I would endorse this if only for the opening paragraph
-- NickTheGreat, May 17 2002

[Begin Rant]

Well, it seems starchaser has finally thrown in the towel. SC, I give you full credit for sticking with your guns, but you have several glaring holes in your understanding. Perhaps I can patch a couple for you.

You state several times that "Everyone would be pasted to the ceiling from centrifugal force, if the track didn't collapse and fling them into orbit." In one post, you likened the train to a rock on the end of a string, noting that if you let go of the string, the rock goes flying off directly away from you.

First, let me clear this up by saying that the rock doesn't go flying off directly away from you. The rock is now free to continue on a straight path (which happens to be tangent to the circular path that it was originally following), and does so. When on the string, the rock has a constant SPEED, but a changing VELOCITY, I.E. the rock is always accelerating toward the person swinging it, but since the acceleration vector is constantly changing direction, the rock doesn't get any closer. (SPEED is a SCALAR, VELOCITY is a VECTOR.) When you let go of the string, you simply set the acceleration vector to zero, and the rock continues on in a straight line. (this is all assuming no gravity, which serves to pull the aforementioned rock to the ground, or air resistance, which serves to slow it down.) Hopefully, I haven't confused you too much.

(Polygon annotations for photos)
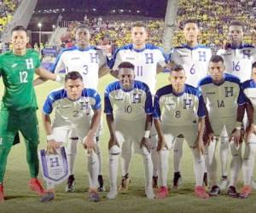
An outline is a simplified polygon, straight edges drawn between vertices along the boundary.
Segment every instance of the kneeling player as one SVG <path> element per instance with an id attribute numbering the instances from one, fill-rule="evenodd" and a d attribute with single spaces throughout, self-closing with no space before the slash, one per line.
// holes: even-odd
<path id="1" fill-rule="evenodd" d="M 157 198 L 168 195 L 169 150 L 179 135 L 188 141 L 194 156 L 195 196 L 207 199 L 203 184 L 204 157 L 202 135 L 205 124 L 204 101 L 200 91 L 185 84 L 185 72 L 176 66 L 170 73 L 171 84 L 160 89 L 154 101 L 154 122 L 159 136 L 160 185 Z M 197 121 L 198 120 L 198 121 Z"/>
<path id="2" fill-rule="evenodd" d="M 242 89 L 246 96 L 249 124 L 246 130 L 246 146 L 242 161 L 244 186 L 240 193 L 240 198 L 246 199 L 252 193 L 251 183 L 256 152 L 256 62 L 253 64 L 252 79 L 242 83 Z"/>
<path id="3" fill-rule="evenodd" d="M 99 162 L 95 153 L 95 135 L 101 118 L 101 99 L 97 92 L 92 89 L 84 89 L 79 72 L 70 72 L 65 77 L 65 89 L 51 92 L 43 108 L 43 122 L 49 153 L 67 141 L 71 130 L 76 132 L 77 137 L 87 149 L 89 197 L 91 201 L 100 200 L 96 193 Z M 49 114 L 54 108 L 55 112 L 51 124 Z M 90 113 L 91 109 L 93 115 Z M 42 202 L 55 198 L 54 187 L 52 182 L 47 182 L 48 193 L 41 199 Z"/>
<path id="4" fill-rule="evenodd" d="M 152 124 L 152 96 L 148 87 L 134 80 L 134 66 L 122 62 L 119 66 L 119 81 L 110 83 L 105 91 L 105 113 L 110 132 L 109 178 L 110 192 L 107 197 L 117 195 L 119 157 L 125 152 L 125 143 L 134 143 L 135 152 L 143 158 L 145 193 L 154 199 L 152 187 L 153 164 L 150 156 L 149 132 Z M 127 151 L 126 151 L 127 152 Z M 130 150 L 129 150 L 130 152 Z"/>

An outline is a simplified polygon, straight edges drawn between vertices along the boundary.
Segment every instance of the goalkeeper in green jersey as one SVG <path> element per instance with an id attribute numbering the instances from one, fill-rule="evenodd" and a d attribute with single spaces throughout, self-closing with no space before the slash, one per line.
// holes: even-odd
<path id="1" fill-rule="evenodd" d="M 7 158 L 12 146 L 19 142 L 18 131 L 25 138 L 31 176 L 29 186 L 39 195 L 44 194 L 37 178 L 39 138 L 33 78 L 34 72 L 47 79 L 58 80 L 59 78 L 39 67 L 39 55 L 35 50 L 26 49 L 28 41 L 26 30 L 21 26 L 15 26 L 11 36 L 13 50 L 0 55 L 0 75 L 4 84 L 0 103 L 0 202 L 4 200 L 3 181 Z"/>

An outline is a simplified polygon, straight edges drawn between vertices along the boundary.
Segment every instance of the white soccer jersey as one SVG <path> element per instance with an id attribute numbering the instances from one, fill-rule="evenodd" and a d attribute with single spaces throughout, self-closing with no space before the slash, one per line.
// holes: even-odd
<path id="1" fill-rule="evenodd" d="M 198 89 L 185 84 L 181 94 L 173 93 L 172 85 L 158 89 L 154 100 L 154 118 L 165 125 L 190 126 L 197 118 L 205 117 L 203 97 Z"/>
<path id="2" fill-rule="evenodd" d="M 210 121 L 220 119 L 236 119 L 238 105 L 244 104 L 241 95 L 240 79 L 225 73 L 224 81 L 220 85 L 212 82 L 211 76 L 203 78 L 199 83 L 205 103 L 208 109 Z"/>
<path id="3" fill-rule="evenodd" d="M 238 49 L 219 49 L 217 55 L 223 57 L 227 72 L 237 76 L 241 82 L 251 78 L 252 64 L 256 60 L 256 48 L 242 45 Z"/>
<path id="4" fill-rule="evenodd" d="M 147 83 L 152 94 L 155 93 L 157 64 L 167 62 L 167 56 L 159 47 L 146 44 L 145 49 L 137 50 L 132 44 L 125 45 L 115 52 L 108 61 L 110 69 L 117 70 L 121 62 L 129 61 L 135 66 L 135 79 Z"/>
<path id="5" fill-rule="evenodd" d="M 132 89 L 125 91 L 119 81 L 110 83 L 105 90 L 104 112 L 113 114 L 116 119 L 128 121 L 152 114 L 152 95 L 148 85 L 134 81 Z"/>
<path id="6" fill-rule="evenodd" d="M 59 73 L 77 71 L 83 77 L 84 87 L 97 89 L 99 68 L 107 63 L 107 58 L 102 50 L 90 46 L 84 49 L 72 47 L 64 49 L 57 57 L 55 63 L 49 71 Z"/>
<path id="7" fill-rule="evenodd" d="M 186 83 L 194 87 L 198 87 L 199 81 L 207 75 L 211 57 L 211 49 L 204 45 L 197 45 L 195 48 L 183 45 L 174 48 L 170 54 L 170 60 L 184 68 Z"/>
<path id="8" fill-rule="evenodd" d="M 242 89 L 247 99 L 247 102 L 253 107 L 253 124 L 256 124 L 256 82 L 253 79 L 247 80 L 242 83 Z"/>
<path id="9" fill-rule="evenodd" d="M 92 89 L 84 89 L 81 97 L 77 101 L 67 98 L 64 89 L 52 91 L 47 97 L 43 106 L 44 114 L 50 114 L 55 109 L 52 126 L 79 126 L 90 124 L 91 122 L 91 110 L 100 109 L 101 98 L 99 94 Z"/>

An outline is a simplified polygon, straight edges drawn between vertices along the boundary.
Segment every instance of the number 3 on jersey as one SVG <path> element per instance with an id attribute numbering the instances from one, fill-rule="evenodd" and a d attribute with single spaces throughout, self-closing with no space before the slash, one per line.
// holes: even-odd
<path id="1" fill-rule="evenodd" d="M 20 72 L 20 82 L 27 83 L 27 72 L 26 71 Z"/>

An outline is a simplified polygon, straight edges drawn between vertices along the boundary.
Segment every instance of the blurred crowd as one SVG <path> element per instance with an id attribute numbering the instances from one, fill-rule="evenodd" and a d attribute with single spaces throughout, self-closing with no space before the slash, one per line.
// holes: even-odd
<path id="1" fill-rule="evenodd" d="M 21 0 L 0 0 L 0 36 Z"/>

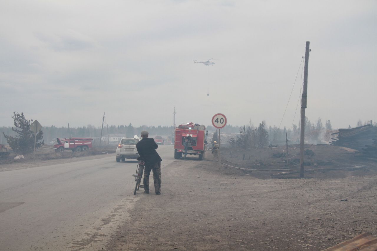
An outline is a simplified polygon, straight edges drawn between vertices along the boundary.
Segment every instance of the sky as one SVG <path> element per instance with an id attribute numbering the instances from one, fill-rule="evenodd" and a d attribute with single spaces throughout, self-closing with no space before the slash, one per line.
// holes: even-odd
<path id="1" fill-rule="evenodd" d="M 377 122 L 376 13 L 367 0 L 2 1 L 0 126 L 14 111 L 43 126 L 100 126 L 104 112 L 170 126 L 175 106 L 177 124 L 220 113 L 290 128 L 307 41 L 309 119 Z"/>

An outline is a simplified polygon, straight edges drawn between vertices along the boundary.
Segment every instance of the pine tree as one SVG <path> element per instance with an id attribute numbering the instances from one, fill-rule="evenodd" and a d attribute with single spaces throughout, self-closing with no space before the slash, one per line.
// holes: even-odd
<path id="1" fill-rule="evenodd" d="M 15 153 L 23 155 L 32 152 L 34 150 L 34 133 L 30 129 L 30 124 L 33 120 L 28 120 L 25 118 L 23 113 L 13 112 L 12 118 L 14 121 L 14 127 L 12 130 L 16 133 L 15 137 L 5 135 L 3 132 L 4 138 L 9 144 L 12 150 Z M 41 130 L 37 133 L 35 148 L 38 148 L 44 144 L 44 141 L 42 140 L 43 131 Z"/>

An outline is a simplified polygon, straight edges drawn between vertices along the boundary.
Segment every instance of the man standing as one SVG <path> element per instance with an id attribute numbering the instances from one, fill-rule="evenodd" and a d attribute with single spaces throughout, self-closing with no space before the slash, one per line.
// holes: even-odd
<path id="1" fill-rule="evenodd" d="M 216 141 L 213 141 L 213 148 L 212 148 L 212 152 L 213 153 L 213 158 L 217 158 L 218 156 L 219 148 L 220 148 L 220 145 L 217 144 Z"/>
<path id="2" fill-rule="evenodd" d="M 156 151 L 158 146 L 152 138 L 148 138 L 149 133 L 146 131 L 141 132 L 143 138 L 136 144 L 140 158 L 144 161 L 144 192 L 149 193 L 149 174 L 151 170 L 153 172 L 153 180 L 155 183 L 155 191 L 156 194 L 161 193 L 161 161 L 162 159 Z"/>
<path id="3" fill-rule="evenodd" d="M 183 142 L 183 146 L 185 148 L 185 160 L 186 160 L 186 155 L 187 154 L 187 150 L 188 150 L 188 140 L 187 139 Z"/>

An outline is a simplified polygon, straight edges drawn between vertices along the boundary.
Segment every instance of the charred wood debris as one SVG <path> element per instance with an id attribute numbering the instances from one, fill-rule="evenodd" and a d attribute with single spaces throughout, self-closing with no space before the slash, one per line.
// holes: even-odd
<path id="1" fill-rule="evenodd" d="M 377 159 L 377 127 L 368 124 L 354 128 L 339 129 L 331 145 L 357 150 L 357 156 Z"/>

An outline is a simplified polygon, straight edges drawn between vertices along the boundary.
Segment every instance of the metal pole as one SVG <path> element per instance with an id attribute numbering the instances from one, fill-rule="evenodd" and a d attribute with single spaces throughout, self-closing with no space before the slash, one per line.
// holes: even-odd
<path id="1" fill-rule="evenodd" d="M 221 169 L 221 159 L 220 158 L 220 149 L 221 148 L 220 145 L 220 129 L 219 129 L 219 171 Z"/>
<path id="2" fill-rule="evenodd" d="M 35 128 L 37 128 L 37 125 L 35 125 Z M 37 130 L 36 129 L 35 130 Z M 35 160 L 35 142 L 37 141 L 37 133 L 34 133 L 34 153 L 33 154 L 33 159 Z"/>
<path id="3" fill-rule="evenodd" d="M 304 176 L 304 143 L 305 141 L 305 109 L 307 108 L 308 95 L 308 67 L 309 66 L 309 44 L 307 41 L 305 47 L 305 63 L 304 70 L 303 91 L 301 96 L 301 124 L 300 139 L 300 177 Z"/>
<path id="4" fill-rule="evenodd" d="M 101 141 L 102 139 L 102 130 L 103 130 L 103 121 L 105 120 L 105 113 L 103 113 L 103 118 L 102 119 L 102 128 L 101 129 L 101 136 L 100 137 L 100 146 L 101 147 Z"/>

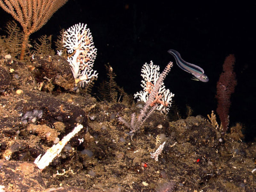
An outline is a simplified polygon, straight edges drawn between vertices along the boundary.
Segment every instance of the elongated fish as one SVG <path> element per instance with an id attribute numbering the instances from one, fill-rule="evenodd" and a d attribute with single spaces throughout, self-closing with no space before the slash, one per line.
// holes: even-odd
<path id="1" fill-rule="evenodd" d="M 177 51 L 170 49 L 168 52 L 175 58 L 178 66 L 181 69 L 188 73 L 191 73 L 194 77 L 194 80 L 201 81 L 203 82 L 208 82 L 208 77 L 204 74 L 204 72 L 201 67 L 192 63 L 185 61 L 180 57 L 180 54 Z"/>

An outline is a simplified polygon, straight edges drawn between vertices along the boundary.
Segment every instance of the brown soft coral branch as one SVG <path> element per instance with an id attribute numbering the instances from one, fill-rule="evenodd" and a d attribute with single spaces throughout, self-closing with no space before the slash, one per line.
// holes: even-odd
<path id="1" fill-rule="evenodd" d="M 228 126 L 228 111 L 231 104 L 230 96 L 235 92 L 235 88 L 237 84 L 236 74 L 234 71 L 235 60 L 233 54 L 230 54 L 226 58 L 223 64 L 223 72 L 217 83 L 216 98 L 218 105 L 216 111 L 224 132 L 227 131 Z"/>

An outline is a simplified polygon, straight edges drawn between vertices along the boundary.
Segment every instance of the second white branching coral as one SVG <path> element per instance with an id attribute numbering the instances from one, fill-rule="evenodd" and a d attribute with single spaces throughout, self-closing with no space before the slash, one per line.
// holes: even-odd
<path id="1" fill-rule="evenodd" d="M 142 84 L 141 85 L 143 91 L 141 91 L 134 94 L 134 98 L 137 98 L 138 101 L 145 102 L 147 101 L 159 77 L 160 69 L 159 66 L 154 65 L 152 61 L 150 61 L 149 64 L 145 63 L 141 69 L 141 74 L 143 79 L 141 80 Z M 157 95 L 156 95 L 155 100 L 151 104 L 152 105 L 158 105 L 157 110 L 162 112 L 165 112 L 165 109 L 167 112 L 168 111 L 169 108 L 172 104 L 172 98 L 174 96 L 174 94 L 169 89 L 165 89 L 165 87 L 163 83 Z M 164 107 L 165 106 L 166 107 Z"/>
<path id="2" fill-rule="evenodd" d="M 92 36 L 87 25 L 79 23 L 64 32 L 63 43 L 69 54 L 69 63 L 76 84 L 86 86 L 92 78 L 98 77 L 97 71 L 92 69 L 97 55 Z"/>

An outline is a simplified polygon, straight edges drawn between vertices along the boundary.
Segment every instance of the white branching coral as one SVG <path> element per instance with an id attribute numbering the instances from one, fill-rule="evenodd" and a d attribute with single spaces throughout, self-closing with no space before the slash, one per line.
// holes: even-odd
<path id="1" fill-rule="evenodd" d="M 141 75 L 143 78 L 141 80 L 142 84 L 141 85 L 143 91 L 141 91 L 134 94 L 134 98 L 137 98 L 138 101 L 145 102 L 147 101 L 159 77 L 160 69 L 159 66 L 153 64 L 152 61 L 150 61 L 149 64 L 145 63 L 141 69 Z M 169 108 L 172 105 L 172 98 L 174 96 L 174 94 L 169 89 L 166 89 L 163 83 L 156 96 L 155 100 L 151 104 L 152 106 L 157 105 L 157 109 L 163 112 L 165 112 L 165 109 L 166 112 L 168 111 Z"/>
<path id="2" fill-rule="evenodd" d="M 62 149 L 69 140 L 76 134 L 78 133 L 83 128 L 81 124 L 79 124 L 74 128 L 71 132 L 64 137 L 63 138 L 56 144 L 53 145 L 48 149 L 43 156 L 42 154 L 39 155 L 34 161 L 34 163 L 40 169 L 43 170 L 49 165 L 53 159 L 60 153 Z"/>
<path id="3" fill-rule="evenodd" d="M 68 61 L 71 67 L 76 84 L 86 87 L 98 74 L 92 69 L 97 55 L 92 36 L 87 25 L 79 23 L 64 32 L 63 43 L 69 55 Z"/>

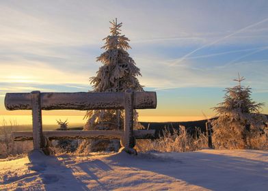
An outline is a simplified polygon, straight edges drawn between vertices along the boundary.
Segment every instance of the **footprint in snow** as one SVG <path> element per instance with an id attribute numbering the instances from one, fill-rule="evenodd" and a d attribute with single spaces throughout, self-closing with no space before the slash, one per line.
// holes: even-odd
<path id="1" fill-rule="evenodd" d="M 42 180 L 44 183 L 52 183 L 58 181 L 59 177 L 57 175 L 46 174 L 41 175 Z"/>

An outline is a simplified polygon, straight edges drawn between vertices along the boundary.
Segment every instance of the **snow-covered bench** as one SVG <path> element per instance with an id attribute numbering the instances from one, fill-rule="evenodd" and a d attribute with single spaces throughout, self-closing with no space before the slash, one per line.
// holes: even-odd
<path id="1" fill-rule="evenodd" d="M 31 110 L 32 132 L 14 132 L 14 141 L 33 140 L 34 150 L 42 150 L 49 154 L 47 141 L 60 138 L 87 139 L 106 138 L 121 139 L 122 148 L 130 153 L 135 138 L 155 136 L 155 130 L 133 130 L 133 109 L 155 108 L 157 95 L 154 91 L 134 92 L 76 92 L 76 93 L 7 93 L 5 98 L 7 110 Z M 124 109 L 124 130 L 98 131 L 42 131 L 42 110 L 97 110 Z"/>

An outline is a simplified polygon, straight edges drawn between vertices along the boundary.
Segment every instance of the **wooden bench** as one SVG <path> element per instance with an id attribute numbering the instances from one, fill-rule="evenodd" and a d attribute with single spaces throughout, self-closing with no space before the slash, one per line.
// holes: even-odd
<path id="1" fill-rule="evenodd" d="M 122 148 L 136 154 L 133 149 L 135 138 L 155 136 L 155 130 L 133 130 L 133 109 L 155 108 L 157 95 L 153 91 L 134 92 L 75 92 L 75 93 L 7 93 L 7 110 L 31 110 L 32 132 L 14 132 L 14 141 L 33 140 L 34 150 L 49 154 L 48 140 L 61 138 L 87 139 L 92 138 L 120 138 Z M 43 131 L 42 110 L 98 110 L 124 109 L 124 130 Z"/>

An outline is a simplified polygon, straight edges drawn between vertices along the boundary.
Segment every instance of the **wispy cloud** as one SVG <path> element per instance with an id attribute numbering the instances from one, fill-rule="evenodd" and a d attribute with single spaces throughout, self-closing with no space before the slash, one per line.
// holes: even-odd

- EXERCISE TASKS:
**a.** According to the rant, in what path does the rock travel once the string is let go?
**b.** Copy the records word for word from their start up to and including the line containing "152 124 L 152". Leave the pictures out.

- OUTPUTS IN ORDER:
**a.** It continues on a straight path tangent to the circular path it was originally following.

**b.**
An outline is a simplified polygon, straight edges drawn between vertices along the boundary.
Segment every instance of the kneeling player as one SVG <path> element per instance with an id attribute numbering the instances from one, fill-rule="evenodd" and a d attribute with single spaces throughout, self-closing with no space before the slash, one per line.
// holes: even-odd
<path id="1" fill-rule="evenodd" d="M 157 198 L 168 195 L 169 150 L 179 135 L 188 141 L 194 156 L 195 196 L 207 199 L 203 184 L 204 157 L 202 135 L 205 124 L 204 101 L 200 91 L 185 84 L 185 72 L 176 66 L 170 73 L 171 84 L 160 89 L 154 101 L 154 122 L 159 136 L 160 185 Z M 197 121 L 198 120 L 198 121 Z"/>
<path id="2" fill-rule="evenodd" d="M 242 89 L 246 96 L 249 124 L 246 130 L 246 146 L 242 161 L 244 186 L 240 193 L 240 198 L 246 199 L 252 193 L 251 183 L 256 152 L 256 62 L 253 64 L 252 79 L 242 83 Z"/>
<path id="3" fill-rule="evenodd" d="M 99 162 L 95 153 L 95 135 L 101 118 L 101 99 L 97 92 L 92 89 L 84 89 L 79 72 L 70 72 L 65 77 L 65 89 L 51 92 L 43 108 L 43 122 L 49 153 L 67 141 L 71 130 L 76 132 L 77 137 L 87 149 L 89 197 L 91 201 L 100 200 L 96 193 Z M 49 114 L 54 108 L 55 112 L 51 124 Z M 90 113 L 91 109 L 93 115 Z M 42 202 L 55 198 L 54 187 L 52 182 L 47 182 L 48 193 L 41 199 Z"/>
<path id="4" fill-rule="evenodd" d="M 152 124 L 152 96 L 148 87 L 134 80 L 134 66 L 122 62 L 119 66 L 119 81 L 110 83 L 105 91 L 105 113 L 110 132 L 109 178 L 110 192 L 107 197 L 117 195 L 119 157 L 125 152 L 125 143 L 134 143 L 135 152 L 143 158 L 145 193 L 154 199 L 152 187 L 153 164 L 150 156 L 149 132 Z M 127 151 L 126 151 L 127 152 Z M 130 150 L 129 150 L 130 152 Z"/>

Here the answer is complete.